── DATA TO PROCESS ──

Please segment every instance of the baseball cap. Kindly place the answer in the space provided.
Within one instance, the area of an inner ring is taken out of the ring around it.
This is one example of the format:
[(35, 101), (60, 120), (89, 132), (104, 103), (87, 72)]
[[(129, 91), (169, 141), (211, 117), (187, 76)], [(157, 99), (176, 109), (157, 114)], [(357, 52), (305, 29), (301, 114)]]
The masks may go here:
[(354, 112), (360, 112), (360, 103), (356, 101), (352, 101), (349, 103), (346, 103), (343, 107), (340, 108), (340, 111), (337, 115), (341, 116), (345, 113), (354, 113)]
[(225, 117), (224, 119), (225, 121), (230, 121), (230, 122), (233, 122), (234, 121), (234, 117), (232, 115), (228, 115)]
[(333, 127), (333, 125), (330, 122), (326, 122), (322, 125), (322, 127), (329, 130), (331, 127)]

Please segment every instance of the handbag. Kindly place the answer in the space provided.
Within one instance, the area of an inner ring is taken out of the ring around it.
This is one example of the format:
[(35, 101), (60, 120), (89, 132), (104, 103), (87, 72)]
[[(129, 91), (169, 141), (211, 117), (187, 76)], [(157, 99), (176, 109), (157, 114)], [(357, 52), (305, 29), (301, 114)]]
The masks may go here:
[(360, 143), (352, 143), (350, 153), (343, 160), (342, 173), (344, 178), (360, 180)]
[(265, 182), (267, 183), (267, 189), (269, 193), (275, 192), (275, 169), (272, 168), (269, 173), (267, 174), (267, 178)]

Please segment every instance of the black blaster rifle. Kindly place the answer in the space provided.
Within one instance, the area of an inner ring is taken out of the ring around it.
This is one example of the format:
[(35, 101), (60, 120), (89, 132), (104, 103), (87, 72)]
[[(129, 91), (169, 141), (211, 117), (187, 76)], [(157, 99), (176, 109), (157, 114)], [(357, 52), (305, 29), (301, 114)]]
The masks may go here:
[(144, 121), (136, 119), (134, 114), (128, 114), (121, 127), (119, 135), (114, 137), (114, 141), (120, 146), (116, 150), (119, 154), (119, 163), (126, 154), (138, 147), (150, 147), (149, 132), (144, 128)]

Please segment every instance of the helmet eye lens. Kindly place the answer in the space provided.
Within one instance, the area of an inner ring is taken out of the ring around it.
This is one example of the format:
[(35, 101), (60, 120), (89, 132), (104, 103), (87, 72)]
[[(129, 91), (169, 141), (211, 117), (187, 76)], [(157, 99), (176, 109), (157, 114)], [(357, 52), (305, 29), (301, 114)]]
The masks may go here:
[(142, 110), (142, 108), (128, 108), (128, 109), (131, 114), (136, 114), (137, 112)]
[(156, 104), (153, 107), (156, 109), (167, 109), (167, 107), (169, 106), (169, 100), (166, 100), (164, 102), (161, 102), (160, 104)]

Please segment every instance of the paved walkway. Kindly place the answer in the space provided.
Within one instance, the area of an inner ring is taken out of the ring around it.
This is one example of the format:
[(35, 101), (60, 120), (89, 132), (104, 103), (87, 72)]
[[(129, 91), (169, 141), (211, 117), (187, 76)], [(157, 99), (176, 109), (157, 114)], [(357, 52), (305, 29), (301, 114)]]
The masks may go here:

───

TASK REQUIREMENTS:
Nothing may change. Retype all of the entries.

OUTPUT:
Please segment every instance of the baseball cap. Kindly place the answer in the space provided.
Within one instance, the area of an inner ring is taken out of the ring around it.
This is one example of the format:
[(35, 101), (60, 120), (89, 132), (104, 103), (87, 72)]
[[(129, 91), (169, 141), (211, 117), (187, 76)], [(157, 99), (176, 109), (157, 114)], [(357, 52), (305, 29), (301, 114)]]
The masks may go here:
[(354, 112), (360, 112), (360, 103), (356, 101), (352, 101), (349, 103), (346, 103), (343, 107), (340, 108), (340, 111), (337, 115), (341, 116), (345, 113), (354, 113)]
[(225, 117), (224, 119), (225, 121), (230, 121), (230, 122), (233, 122), (234, 121), (234, 117), (232, 115), (228, 115)]
[(333, 127), (333, 125), (330, 122), (326, 122), (322, 125), (322, 127), (329, 130), (331, 127)]

Please segment every instance of the handbag. Kindly place the answer in the space provided.
Within one instance, the area of an inner ring is taken out of the ring around it.
This is one example of the format:
[(35, 101), (60, 120), (89, 132), (104, 103), (87, 72)]
[[(129, 91), (169, 141), (211, 117), (187, 76)], [(157, 99), (176, 109), (157, 114)], [(357, 52), (305, 29), (301, 114)]]
The masks may go here:
[(360, 143), (352, 143), (350, 153), (343, 160), (342, 173), (344, 178), (360, 180)]
[(265, 182), (267, 183), (267, 189), (269, 193), (275, 192), (275, 169), (272, 168), (269, 173), (267, 174), (267, 178)]

Please segment every instance of the black blaster rifle. Kindly place the answer in the space provided.
Within one instance, the area of an inner ring is taken out of the ring around it.
This is one example of the format:
[(35, 101), (60, 120), (89, 132), (104, 103), (87, 72)]
[[(129, 91), (169, 141), (211, 117), (187, 76)], [(157, 99), (176, 109), (157, 114)], [(357, 52), (305, 29), (301, 114)]]
The masks may go here:
[(144, 121), (136, 119), (134, 114), (128, 114), (121, 127), (119, 135), (114, 137), (114, 141), (120, 146), (116, 150), (119, 154), (119, 163), (126, 154), (138, 147), (150, 147), (149, 132), (144, 128)]

Please segment every instance of the helmet eye lens. Kindly place the answer in the space provided.
Within one instance, the area of an inner ring is taken out of the ring around it.
This is one example of the format:
[(35, 101), (60, 120), (89, 132), (104, 103), (87, 72)]
[[(129, 91), (169, 141), (211, 117), (187, 76)], [(157, 99), (176, 109), (157, 114)], [(357, 52), (305, 29), (301, 114)]]
The masks may go here:
[(142, 110), (142, 108), (128, 108), (128, 109), (131, 114), (136, 114), (137, 112)]
[(156, 104), (153, 107), (156, 109), (167, 109), (167, 107), (169, 106), (169, 100), (166, 100), (164, 102), (161, 102), (160, 104)]

Please segment every instance of the paved walkway. Kindly place the answer in the space provided.
Within one instance, the area of an inner ring is taken out of the ring around it.
This is one example of the format:
[(35, 101), (60, 120), (89, 132), (104, 103), (87, 72)]
[[(129, 91), (169, 141), (211, 117), (187, 76)], [(157, 99), (176, 109), (157, 114)], [(357, 52), (305, 29), (301, 114)]]
The masks may go here:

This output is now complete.